--- EXERCISE INPUT Enclosed Below ---

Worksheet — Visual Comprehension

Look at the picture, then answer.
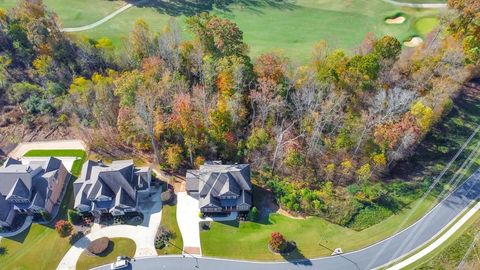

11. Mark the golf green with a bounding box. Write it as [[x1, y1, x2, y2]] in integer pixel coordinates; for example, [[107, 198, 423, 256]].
[[0, 0, 443, 60]]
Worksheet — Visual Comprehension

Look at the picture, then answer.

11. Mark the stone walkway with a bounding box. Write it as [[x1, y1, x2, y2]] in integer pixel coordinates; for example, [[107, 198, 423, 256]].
[[56, 189, 162, 270]]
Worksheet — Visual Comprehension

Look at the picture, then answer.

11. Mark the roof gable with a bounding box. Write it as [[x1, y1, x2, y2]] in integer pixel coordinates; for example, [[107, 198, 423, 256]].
[[6, 178, 30, 200]]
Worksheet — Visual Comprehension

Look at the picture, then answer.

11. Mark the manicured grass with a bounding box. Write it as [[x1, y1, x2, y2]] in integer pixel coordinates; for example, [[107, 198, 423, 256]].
[[0, 150, 86, 270], [201, 195, 436, 260], [0, 0, 124, 27], [24, 149, 87, 177], [0, 223, 73, 270], [82, 0, 441, 61], [157, 202, 183, 255], [413, 17, 440, 35], [0, 0, 441, 60], [394, 0, 446, 3], [76, 238, 136, 270], [201, 89, 480, 260], [412, 211, 480, 269]]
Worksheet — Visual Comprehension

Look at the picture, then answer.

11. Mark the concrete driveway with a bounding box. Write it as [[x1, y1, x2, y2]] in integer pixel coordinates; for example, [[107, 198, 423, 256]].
[[176, 192, 202, 255], [56, 188, 163, 270], [176, 192, 238, 256]]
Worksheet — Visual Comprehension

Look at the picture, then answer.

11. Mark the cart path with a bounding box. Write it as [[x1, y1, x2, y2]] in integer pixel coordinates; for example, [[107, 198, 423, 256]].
[[381, 0, 447, 9], [61, 0, 147, 32]]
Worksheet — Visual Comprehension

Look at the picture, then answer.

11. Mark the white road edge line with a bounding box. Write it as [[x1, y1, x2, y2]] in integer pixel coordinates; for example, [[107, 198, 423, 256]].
[[387, 200, 480, 270]]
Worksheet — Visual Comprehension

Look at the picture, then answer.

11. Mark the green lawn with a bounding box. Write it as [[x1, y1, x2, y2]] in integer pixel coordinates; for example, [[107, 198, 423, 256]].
[[157, 202, 184, 255], [0, 0, 442, 60], [394, 0, 446, 3], [0, 149, 86, 270], [76, 238, 136, 270], [201, 87, 480, 260], [201, 195, 436, 260], [412, 212, 480, 269], [414, 17, 440, 36], [0, 0, 124, 27]]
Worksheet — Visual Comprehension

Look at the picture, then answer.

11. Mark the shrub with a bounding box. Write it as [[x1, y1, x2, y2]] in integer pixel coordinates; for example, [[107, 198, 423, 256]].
[[247, 206, 259, 222], [155, 226, 172, 249], [40, 210, 51, 222], [55, 220, 73, 237], [269, 232, 288, 253], [161, 190, 173, 204], [348, 205, 393, 231], [198, 212, 204, 219], [67, 209, 81, 224], [0, 246, 6, 256], [87, 237, 110, 255]]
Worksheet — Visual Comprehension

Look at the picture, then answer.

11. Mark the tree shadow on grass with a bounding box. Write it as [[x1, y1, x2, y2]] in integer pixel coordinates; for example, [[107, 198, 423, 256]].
[[213, 220, 241, 228], [130, 0, 298, 17], [95, 241, 116, 258], [280, 247, 312, 266], [388, 85, 480, 184]]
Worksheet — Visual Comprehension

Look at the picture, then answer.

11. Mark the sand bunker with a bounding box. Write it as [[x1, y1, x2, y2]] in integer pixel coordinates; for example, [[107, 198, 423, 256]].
[[385, 16, 406, 24], [404, 36, 423, 47]]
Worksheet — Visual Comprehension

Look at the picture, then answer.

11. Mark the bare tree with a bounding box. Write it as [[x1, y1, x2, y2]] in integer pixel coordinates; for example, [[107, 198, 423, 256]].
[[250, 79, 284, 128], [158, 18, 182, 72], [135, 70, 171, 165]]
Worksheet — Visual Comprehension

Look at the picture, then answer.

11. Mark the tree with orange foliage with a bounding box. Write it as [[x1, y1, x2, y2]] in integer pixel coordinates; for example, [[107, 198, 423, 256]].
[[171, 93, 204, 166]]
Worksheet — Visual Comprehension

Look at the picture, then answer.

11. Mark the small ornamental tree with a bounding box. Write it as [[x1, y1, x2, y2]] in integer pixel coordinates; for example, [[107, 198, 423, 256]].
[[55, 220, 73, 237], [247, 206, 259, 222], [40, 210, 51, 222], [269, 232, 287, 253], [67, 209, 81, 224]]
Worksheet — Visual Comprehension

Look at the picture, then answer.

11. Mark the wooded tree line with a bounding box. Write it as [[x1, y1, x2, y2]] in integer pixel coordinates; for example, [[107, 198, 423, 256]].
[[0, 0, 478, 226]]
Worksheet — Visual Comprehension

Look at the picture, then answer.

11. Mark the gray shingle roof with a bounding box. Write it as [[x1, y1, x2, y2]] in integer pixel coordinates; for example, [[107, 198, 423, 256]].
[[186, 170, 200, 192], [0, 157, 66, 223], [187, 163, 252, 211], [3, 157, 21, 167], [6, 178, 30, 200], [0, 195, 13, 222], [73, 160, 150, 213]]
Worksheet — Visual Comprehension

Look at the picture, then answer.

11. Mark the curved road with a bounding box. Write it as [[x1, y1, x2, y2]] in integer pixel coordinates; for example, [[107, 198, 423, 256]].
[[94, 170, 480, 270]]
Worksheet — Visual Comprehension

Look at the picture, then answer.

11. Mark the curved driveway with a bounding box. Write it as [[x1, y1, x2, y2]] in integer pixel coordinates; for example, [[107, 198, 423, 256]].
[[95, 170, 480, 270], [57, 190, 162, 270]]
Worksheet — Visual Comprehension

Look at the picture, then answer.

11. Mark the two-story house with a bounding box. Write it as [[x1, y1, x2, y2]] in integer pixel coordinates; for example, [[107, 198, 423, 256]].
[[73, 160, 151, 216], [0, 157, 69, 228], [186, 162, 252, 214]]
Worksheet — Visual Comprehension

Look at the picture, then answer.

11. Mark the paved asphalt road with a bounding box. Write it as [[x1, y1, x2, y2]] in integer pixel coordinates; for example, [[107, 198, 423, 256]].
[[97, 171, 480, 270]]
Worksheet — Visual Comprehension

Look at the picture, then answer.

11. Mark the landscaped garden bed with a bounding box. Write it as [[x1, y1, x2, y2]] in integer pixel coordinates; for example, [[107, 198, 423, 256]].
[[76, 237, 135, 270]]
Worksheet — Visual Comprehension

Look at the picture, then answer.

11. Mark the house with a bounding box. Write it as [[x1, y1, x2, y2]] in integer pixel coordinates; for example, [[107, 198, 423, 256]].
[[73, 160, 151, 216], [0, 157, 70, 228], [186, 161, 252, 214]]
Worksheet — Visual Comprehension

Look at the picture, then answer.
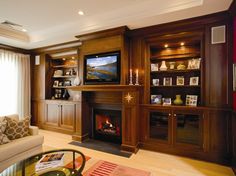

--- End of Enclosed EXERCISE INPUT ---

- _WHAT IS NEEDED_
Reproduce the records exactly, images excluded.

- _ANSWER TO THE PROBLEM_
Worksheet — Visual Comprehension

Look at the picture, then answer.

11. Mark the golf green with a bounding box. Write it as [[x1, y1, x2, y2]] in integer pixel coordinates; for example, [[107, 198, 423, 256]].
[[0, 0, 443, 60]]
Worksheet — Visual Comprehension

Look at the picture, then answer.

11. Mark the stone walkway with a bounding box. Write it as [[x1, y1, x2, y2]] in integer pixel coordinates; for example, [[107, 198, 423, 256]].
[[56, 189, 162, 270]]
Worksheet — Visual Comprehension

Look at the picture, then answer.

11. Mark the roof gable with a bounding box. Write it as [[x1, y1, x2, y2]] in integer pixel coordinates; for example, [[107, 198, 423, 256]].
[[6, 178, 30, 200]]
Worksheet — Visual Comprehension

Look at the picture, then answer.

11. Mark the manicured grass with a bounding box. Write it as [[x1, y1, x2, y2]] in integer pixel coordinates; for example, [[107, 198, 423, 256]].
[[0, 150, 86, 270], [201, 195, 436, 260], [0, 0, 124, 27], [24, 149, 87, 177], [0, 223, 73, 270], [82, 0, 441, 61], [157, 202, 183, 255], [413, 17, 440, 35], [0, 0, 441, 60], [394, 0, 446, 3], [76, 238, 136, 270], [201, 89, 480, 260], [412, 211, 480, 269]]
Worksheet — Visual Comprehension

Look at the picture, then answer.

11. Mark the concrete driveway with a bounding box. Write it as [[x1, y1, x2, y2]] in integer pixel coordinates; for example, [[107, 198, 423, 256]].
[[176, 192, 202, 255], [56, 188, 163, 270], [176, 192, 238, 256]]
Worksheet — Visual Comprehension

Look at the picture, then answer.

11. Mark the cart path with a bounding box. Write it as [[x1, y1, x2, y2]] in integer pixel coordinates; for example, [[107, 198, 423, 256]].
[[381, 0, 447, 9], [61, 0, 147, 32]]
Worksheet — Visual Comprehension

Look at the picture, then answer.

11. Mark the white road edge line with a bounding box. Write it as [[x1, y1, x2, y2]] in integer pixel coordinates; for example, [[107, 198, 423, 256]].
[[387, 200, 480, 270]]
Worksheet — Visual Comprehension

Look at the picture, then answer.

11. Mark the green lawn with a bounding box. Write it as [[x1, y1, x2, y2]] in integer pixel coordinates; for example, [[107, 198, 423, 256]].
[[157, 202, 184, 255], [0, 0, 442, 60], [394, 0, 446, 3], [0, 149, 86, 270], [76, 238, 136, 270], [201, 87, 480, 260], [201, 195, 436, 260], [412, 212, 480, 269], [414, 17, 440, 36], [0, 0, 124, 27]]
Worksheet — Visual Comprehension

Look at the picture, then answer.

11. Mark the shrub with a bounding box. Write it as [[x1, y1, x2, y2]] in integer pixel coordinates; for example, [[107, 198, 423, 256]].
[[247, 206, 259, 222], [155, 226, 172, 249], [40, 210, 51, 222], [55, 220, 73, 237], [269, 232, 288, 253], [161, 190, 173, 204], [348, 205, 393, 231], [198, 212, 204, 219], [67, 209, 81, 224], [0, 246, 6, 256], [87, 237, 110, 255]]
Worksheet — Visual Comprehension

Look at the picture, then answer.

11. Mark the tree shadow on grass with a bounding box. Write it as [[x1, y1, x2, y2]] in integer pixel coordinates; for example, [[107, 198, 423, 256]].
[[213, 220, 241, 228], [130, 0, 298, 17], [95, 241, 116, 258], [280, 247, 312, 266], [388, 85, 480, 184]]
Worksheet — Visual Comprehension

Look at the picture, then answer.

11. Mark the sand bunker with a bounding box. Write it as [[x1, y1, x2, y2]] in integer pixel coordinates; for example, [[107, 198, 423, 256]].
[[385, 16, 406, 24], [404, 36, 423, 47]]
Worksheet — Visual Comprehension

Look at the picture, then answer.

11. Mark the bare tree with a bounding box. Write it as [[x1, y1, x2, y2]] in integer pixel coordinates; for example, [[107, 198, 423, 256]].
[[250, 79, 284, 128], [158, 18, 182, 72], [135, 70, 171, 165]]
Worksheet — Visual Comprehension

Look at the picture, then answer.

11. Mark the tree with orange foliage with a bounding box. Write it as [[x1, y1, x2, y2]] in integer pixel coordinates; for example, [[107, 198, 423, 256]].
[[171, 93, 204, 166]]
Worksheet — Visual Comprehension

Look at the picture, then answer.

11. Mark the small ornamental tree with a bounding box. Write it as [[x1, y1, x2, y2]] in integer pixel coordinates; for example, [[107, 198, 423, 256]].
[[55, 220, 73, 237], [247, 206, 259, 222], [40, 210, 51, 222], [269, 232, 287, 253], [67, 209, 81, 224]]
Worksheet — Visual Comprehension

Look at the picture, then answer.

11. Mark the wooded tree line with a bounding box. Write it as [[x1, y1, x2, y2]] in integer pixel coordinates; for example, [[107, 198, 423, 256]].
[[0, 0, 478, 226]]
Worksheet — Visual Comprehension

Look at the picture, then answer.

11. Mark the gray shingle roof with a bounding box. Write it as [[x1, y1, x2, y2]] in integer pixel coordinates; for example, [[107, 198, 423, 256]].
[[186, 170, 200, 192], [0, 157, 66, 223], [187, 163, 252, 211], [3, 157, 21, 167], [6, 178, 30, 200], [0, 195, 13, 222], [73, 160, 150, 213]]
Worksheet — Visual Comprehension

Look at the picture, then answer.

11. Mark the curved road with a bounding box. Write it as [[x1, y1, x2, y2]] in integer pixel coordinates; for example, [[107, 198, 423, 256]].
[[94, 170, 480, 270]]
Worksheet — Visual Comprehension

Look at the picture, then answer.

11. Mark the curved driveway with a bounding box. Write it as [[x1, y1, x2, y2]] in integer pixel coordinates; for example, [[107, 198, 423, 256]].
[[95, 170, 480, 270], [57, 190, 162, 270]]
Worksheet — Visual Comprehension

Look at the picture, then answer.

11. Mark the two-story house with a bounding box. Write it as [[x1, y1, x2, y2]] in integer pixel coordinates; for example, [[107, 198, 423, 256]].
[[73, 160, 151, 216], [0, 157, 69, 228], [186, 162, 252, 214]]
Worksheet — Visual Comprehension

Look at the picture, then answer.

11. Mark the paved asphalt road with a bounding box. Write it as [[x1, y1, x2, y2]] in integer pixel coordinates; for example, [[107, 198, 423, 256]].
[[97, 171, 480, 270]]
Worksheet — Visual Comprehension

Look at the picture, then answer.

11. Mark the landscaped garden bed with a bounding box. Write it as [[x1, y1, x2, y2]] in integer pixel coordinates; for example, [[107, 198, 423, 256]].
[[76, 237, 135, 270]]
Worksheet — Visual Comprehension

Look at the picture, then answer.

11. Mark the house with a bounding box. Write it as [[x1, y1, x2, y2]] in integer pixel coordinates; for example, [[107, 198, 423, 256]].
[[73, 160, 151, 216], [0, 157, 70, 228], [186, 161, 252, 214]]
Worksheet — Visual Comprehension

Look at the picture, then answer.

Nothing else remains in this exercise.